DIRECTIONS FOR THIS TASK:
In every row below, swap "rally analytics" for "terrain mapping" and reproduce the rows with nothing else altered.

DATASET ENTRIES:
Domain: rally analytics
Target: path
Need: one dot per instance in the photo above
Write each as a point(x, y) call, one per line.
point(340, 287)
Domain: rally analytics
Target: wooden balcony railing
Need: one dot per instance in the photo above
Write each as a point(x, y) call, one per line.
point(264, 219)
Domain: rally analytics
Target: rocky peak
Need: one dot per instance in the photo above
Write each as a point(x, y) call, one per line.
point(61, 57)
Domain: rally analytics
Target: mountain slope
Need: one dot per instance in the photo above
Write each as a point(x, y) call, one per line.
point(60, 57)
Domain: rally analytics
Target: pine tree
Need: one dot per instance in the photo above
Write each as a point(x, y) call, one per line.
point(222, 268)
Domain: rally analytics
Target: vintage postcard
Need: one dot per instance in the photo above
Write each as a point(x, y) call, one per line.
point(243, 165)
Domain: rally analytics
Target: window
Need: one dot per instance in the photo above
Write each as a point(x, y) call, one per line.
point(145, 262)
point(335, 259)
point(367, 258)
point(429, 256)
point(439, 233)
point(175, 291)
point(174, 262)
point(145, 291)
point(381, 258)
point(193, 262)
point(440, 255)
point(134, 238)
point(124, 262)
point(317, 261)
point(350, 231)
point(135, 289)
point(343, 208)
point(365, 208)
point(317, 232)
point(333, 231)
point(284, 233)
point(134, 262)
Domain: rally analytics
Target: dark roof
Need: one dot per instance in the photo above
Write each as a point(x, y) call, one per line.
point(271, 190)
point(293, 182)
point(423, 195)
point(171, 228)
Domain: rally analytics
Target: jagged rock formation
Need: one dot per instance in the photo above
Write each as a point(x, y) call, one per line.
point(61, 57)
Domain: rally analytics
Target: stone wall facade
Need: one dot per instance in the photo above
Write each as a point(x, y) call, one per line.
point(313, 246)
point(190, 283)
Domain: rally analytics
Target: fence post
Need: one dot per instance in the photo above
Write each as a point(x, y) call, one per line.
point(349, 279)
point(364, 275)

CORRECT ANSWER:
Domain: terrain mapping
Target: path
Need: one dot per instance in the photo above
Write each as a point(x, y) call, one per line.
point(340, 287)
Domain: terrain mapping
Target: wooden balcony railing
Need: one dot per instance in the photo above
Write each as a point(x, y) call, one per line.
point(264, 219)
Domain: terrain mapping
Target: rocky peak
Need: one dot per instance in the photo above
Write each as a point(x, y) call, one per line.
point(61, 57)
Domain: terrain mapping
Target: mountain slope
Need: one dot per instance in the photo above
Write each as a point(x, y) call, one per line.
point(60, 57)
Domain: terrain mapping
Target: pine tree
Need: one dot per instance in the photo above
Write each as a point(x, y) call, one per line.
point(222, 268)
Domain: terrain mapping
Target: vintage postcard
Need: one dot per instance in the photo above
Write each as a point(x, y) call, one per line.
point(243, 165)
Domain: terrain mapping
Target: window
Need: one dot per instance in the photo above
Write each as a point(x, y) call, one per line.
point(145, 262)
point(335, 259)
point(367, 258)
point(429, 256)
point(439, 233)
point(175, 291)
point(174, 262)
point(145, 291)
point(381, 258)
point(193, 262)
point(440, 255)
point(134, 238)
point(124, 262)
point(317, 261)
point(350, 231)
point(135, 289)
point(343, 208)
point(365, 208)
point(317, 232)
point(333, 231)
point(284, 233)
point(134, 262)
Domain: terrain mapping
Target: dark roof
Need: one dot per instance in the photo above
Write each as a point(x, y) call, one per line.
point(271, 190)
point(293, 182)
point(423, 195)
point(171, 228)
Domain: terrain mapping
Target: jagged rock formation
Need: one dot per instance in the photo above
Write each as a point(x, y) call, one per line.
point(61, 57)
Domain: terrain mapping
Target: stone wall facade
Need: one dot per instance in the photo above
Write each as a point(x, y) call, one per line.
point(313, 246)
point(190, 283)
Domain: terrain mapping
Target: fence post
Need: one dot per instance in the photo above
Write each as a point(x, y) call, one per line.
point(349, 279)
point(364, 275)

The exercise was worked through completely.